EXERCISE AIM
Copy exactly the lines of the records below, and only those lines, beginning with the line that contains "like [282, 369]." and ending with the line that contains "like [656, 351].".

INFORMATION SUPPLIED
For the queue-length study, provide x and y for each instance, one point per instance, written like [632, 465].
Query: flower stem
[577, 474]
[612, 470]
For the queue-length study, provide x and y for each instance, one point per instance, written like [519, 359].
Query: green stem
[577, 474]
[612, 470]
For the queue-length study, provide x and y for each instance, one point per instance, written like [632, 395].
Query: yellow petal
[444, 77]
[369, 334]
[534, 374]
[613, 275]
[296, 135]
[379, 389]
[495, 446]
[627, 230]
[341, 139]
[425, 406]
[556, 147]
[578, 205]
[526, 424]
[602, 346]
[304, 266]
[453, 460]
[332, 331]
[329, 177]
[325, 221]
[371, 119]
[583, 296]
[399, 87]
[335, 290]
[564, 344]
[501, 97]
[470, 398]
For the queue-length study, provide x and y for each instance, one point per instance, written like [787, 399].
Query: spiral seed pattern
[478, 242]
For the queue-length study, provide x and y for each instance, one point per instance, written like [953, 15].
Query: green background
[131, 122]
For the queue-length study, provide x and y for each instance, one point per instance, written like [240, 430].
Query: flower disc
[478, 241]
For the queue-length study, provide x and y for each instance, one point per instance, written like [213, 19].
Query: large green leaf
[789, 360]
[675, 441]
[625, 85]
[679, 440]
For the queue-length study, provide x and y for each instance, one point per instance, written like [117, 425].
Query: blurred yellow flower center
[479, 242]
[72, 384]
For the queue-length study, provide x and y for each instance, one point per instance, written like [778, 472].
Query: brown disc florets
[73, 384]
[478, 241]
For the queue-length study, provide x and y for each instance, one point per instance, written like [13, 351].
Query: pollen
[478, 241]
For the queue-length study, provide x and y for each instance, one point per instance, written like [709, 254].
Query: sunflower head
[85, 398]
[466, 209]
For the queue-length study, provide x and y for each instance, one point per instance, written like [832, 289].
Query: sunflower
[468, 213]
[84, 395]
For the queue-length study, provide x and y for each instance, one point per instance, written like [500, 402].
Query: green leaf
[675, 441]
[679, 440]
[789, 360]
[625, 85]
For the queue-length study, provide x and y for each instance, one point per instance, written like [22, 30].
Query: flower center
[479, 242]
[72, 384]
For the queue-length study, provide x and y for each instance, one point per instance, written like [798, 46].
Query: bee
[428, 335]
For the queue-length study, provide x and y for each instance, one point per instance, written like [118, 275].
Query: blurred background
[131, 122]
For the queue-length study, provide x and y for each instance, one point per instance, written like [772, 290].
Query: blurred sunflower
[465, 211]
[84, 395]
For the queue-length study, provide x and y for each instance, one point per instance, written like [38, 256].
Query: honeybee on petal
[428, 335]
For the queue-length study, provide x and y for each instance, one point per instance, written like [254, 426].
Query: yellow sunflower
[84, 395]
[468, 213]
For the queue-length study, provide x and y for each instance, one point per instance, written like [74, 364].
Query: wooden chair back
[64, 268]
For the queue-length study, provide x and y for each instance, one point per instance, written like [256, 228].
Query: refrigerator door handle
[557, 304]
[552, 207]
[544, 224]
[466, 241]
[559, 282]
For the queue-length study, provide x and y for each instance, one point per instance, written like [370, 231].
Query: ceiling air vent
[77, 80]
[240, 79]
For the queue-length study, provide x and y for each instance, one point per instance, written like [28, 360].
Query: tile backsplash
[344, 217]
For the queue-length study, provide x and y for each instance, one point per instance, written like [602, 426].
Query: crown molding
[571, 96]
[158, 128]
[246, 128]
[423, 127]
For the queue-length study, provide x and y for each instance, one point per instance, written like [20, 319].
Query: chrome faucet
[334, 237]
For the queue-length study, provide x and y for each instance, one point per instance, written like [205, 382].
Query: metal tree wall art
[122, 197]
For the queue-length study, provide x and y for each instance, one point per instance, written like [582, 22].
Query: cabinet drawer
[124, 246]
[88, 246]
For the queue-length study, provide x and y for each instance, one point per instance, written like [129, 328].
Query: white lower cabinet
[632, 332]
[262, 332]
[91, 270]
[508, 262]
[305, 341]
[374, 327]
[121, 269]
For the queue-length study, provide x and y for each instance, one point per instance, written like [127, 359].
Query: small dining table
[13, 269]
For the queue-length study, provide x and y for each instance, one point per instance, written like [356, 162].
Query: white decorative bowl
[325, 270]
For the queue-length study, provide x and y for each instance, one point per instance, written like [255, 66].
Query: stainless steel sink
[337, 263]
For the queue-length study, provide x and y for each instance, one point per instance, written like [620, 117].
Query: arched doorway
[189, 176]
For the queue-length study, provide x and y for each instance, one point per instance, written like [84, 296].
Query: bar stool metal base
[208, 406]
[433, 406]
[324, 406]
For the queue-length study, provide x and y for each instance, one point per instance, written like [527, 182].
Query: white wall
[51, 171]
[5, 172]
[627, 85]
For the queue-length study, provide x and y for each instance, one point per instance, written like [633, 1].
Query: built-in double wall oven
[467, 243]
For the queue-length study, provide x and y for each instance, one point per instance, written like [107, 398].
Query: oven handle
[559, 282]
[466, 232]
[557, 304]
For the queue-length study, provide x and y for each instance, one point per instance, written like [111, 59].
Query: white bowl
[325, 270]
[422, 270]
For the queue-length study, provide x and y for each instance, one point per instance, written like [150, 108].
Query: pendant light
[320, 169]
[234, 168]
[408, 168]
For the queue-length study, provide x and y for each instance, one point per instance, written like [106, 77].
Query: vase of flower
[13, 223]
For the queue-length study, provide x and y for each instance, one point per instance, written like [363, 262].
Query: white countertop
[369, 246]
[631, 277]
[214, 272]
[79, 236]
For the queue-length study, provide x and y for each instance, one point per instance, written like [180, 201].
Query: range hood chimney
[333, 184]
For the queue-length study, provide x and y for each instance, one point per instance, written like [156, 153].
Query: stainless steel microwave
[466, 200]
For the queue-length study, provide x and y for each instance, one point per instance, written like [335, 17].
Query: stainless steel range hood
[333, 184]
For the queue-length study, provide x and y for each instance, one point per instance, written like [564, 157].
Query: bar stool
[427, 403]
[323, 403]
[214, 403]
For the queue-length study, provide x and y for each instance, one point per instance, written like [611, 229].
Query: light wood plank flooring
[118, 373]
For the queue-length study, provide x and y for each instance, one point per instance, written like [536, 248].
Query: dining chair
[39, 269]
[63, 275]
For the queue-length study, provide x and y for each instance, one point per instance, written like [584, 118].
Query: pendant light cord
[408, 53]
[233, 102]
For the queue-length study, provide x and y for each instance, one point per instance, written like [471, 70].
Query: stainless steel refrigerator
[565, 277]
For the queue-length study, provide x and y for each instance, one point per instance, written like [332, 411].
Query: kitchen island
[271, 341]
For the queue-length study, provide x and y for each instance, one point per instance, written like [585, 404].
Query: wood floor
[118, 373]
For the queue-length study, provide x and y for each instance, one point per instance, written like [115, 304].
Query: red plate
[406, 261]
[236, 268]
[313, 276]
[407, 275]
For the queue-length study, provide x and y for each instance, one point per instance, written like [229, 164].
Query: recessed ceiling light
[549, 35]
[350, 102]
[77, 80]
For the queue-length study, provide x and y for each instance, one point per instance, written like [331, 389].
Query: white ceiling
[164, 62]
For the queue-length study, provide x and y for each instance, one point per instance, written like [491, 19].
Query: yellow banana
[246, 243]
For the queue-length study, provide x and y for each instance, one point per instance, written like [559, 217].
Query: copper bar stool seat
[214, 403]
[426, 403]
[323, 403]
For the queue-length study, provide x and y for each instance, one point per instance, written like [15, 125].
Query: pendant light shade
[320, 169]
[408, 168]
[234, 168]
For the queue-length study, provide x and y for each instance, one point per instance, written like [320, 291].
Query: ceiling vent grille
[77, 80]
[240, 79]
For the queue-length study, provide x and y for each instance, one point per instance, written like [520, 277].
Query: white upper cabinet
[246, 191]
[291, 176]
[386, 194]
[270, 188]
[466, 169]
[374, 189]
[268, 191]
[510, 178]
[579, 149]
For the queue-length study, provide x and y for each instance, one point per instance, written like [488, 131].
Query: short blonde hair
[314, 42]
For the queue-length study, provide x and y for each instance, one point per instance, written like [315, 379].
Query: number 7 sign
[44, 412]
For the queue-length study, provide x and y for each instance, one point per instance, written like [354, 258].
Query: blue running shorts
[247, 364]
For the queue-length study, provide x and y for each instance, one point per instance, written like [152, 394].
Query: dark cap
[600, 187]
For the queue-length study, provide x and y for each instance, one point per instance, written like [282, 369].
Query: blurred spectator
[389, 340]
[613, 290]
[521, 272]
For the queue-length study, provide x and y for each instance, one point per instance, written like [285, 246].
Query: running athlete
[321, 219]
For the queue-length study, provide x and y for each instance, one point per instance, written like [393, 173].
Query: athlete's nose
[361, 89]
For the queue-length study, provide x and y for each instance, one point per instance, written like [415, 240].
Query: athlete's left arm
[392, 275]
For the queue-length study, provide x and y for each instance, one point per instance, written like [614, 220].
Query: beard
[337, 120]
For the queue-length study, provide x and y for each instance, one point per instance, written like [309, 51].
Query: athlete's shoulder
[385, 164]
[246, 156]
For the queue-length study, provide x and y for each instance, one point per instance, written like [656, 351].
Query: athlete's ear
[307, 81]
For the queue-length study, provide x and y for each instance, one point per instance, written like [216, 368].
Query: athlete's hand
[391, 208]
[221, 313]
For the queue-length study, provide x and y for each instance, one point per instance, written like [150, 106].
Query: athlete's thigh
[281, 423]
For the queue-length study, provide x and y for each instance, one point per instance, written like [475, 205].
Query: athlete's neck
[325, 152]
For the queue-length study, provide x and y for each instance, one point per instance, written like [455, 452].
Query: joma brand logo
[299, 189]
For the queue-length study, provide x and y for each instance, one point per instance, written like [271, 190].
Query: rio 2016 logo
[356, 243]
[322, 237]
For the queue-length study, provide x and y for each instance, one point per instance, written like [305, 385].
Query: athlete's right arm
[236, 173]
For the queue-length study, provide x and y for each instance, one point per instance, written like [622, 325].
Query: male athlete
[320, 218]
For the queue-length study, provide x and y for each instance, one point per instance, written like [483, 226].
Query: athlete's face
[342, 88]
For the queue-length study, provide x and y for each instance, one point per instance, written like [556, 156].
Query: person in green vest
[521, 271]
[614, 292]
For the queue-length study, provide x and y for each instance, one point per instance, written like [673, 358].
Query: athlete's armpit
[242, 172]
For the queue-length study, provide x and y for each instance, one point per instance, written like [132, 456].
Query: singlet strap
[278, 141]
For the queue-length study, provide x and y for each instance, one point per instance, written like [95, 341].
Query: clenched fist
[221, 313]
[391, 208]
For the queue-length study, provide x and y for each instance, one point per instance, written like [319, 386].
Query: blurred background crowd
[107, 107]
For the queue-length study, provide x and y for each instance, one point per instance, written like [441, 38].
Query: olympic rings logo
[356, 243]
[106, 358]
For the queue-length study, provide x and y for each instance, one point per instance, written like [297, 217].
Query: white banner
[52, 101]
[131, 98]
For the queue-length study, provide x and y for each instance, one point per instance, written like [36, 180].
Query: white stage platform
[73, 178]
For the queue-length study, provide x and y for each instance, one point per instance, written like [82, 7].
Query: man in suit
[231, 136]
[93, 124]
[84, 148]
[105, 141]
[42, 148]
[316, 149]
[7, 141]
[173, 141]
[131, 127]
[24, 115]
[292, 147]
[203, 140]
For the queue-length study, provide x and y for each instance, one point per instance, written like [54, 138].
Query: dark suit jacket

RESULT
For the queue-length study, provide x and y for each instance, one point per instance, written like [282, 369].
Query: blurred spectator
[389, 340]
[613, 290]
[521, 272]
For the queue-length study, provide x and y for each instance, one point per instance, written like [285, 246].
Query: running athlete
[321, 219]
For the queue-length study, provide x and y for each instance, one point per instance, written like [393, 173].
Query: athlete's nose
[361, 89]
For the queue-length study, provide x and y for each instance, one point per instance, written like [415, 240].
Query: athlete's left arm
[392, 275]
For the queue-length study, provide x and y for each instance, one point per instance, written like [614, 220].
Query: beard
[337, 120]
For the queue-length study, provide x and y for each instance, one point per instance, written like [309, 51].
Query: athlete's shoulder
[385, 164]
[246, 156]
For the queue-length study, provide x and y for each instance, one point per instance, written like [656, 351].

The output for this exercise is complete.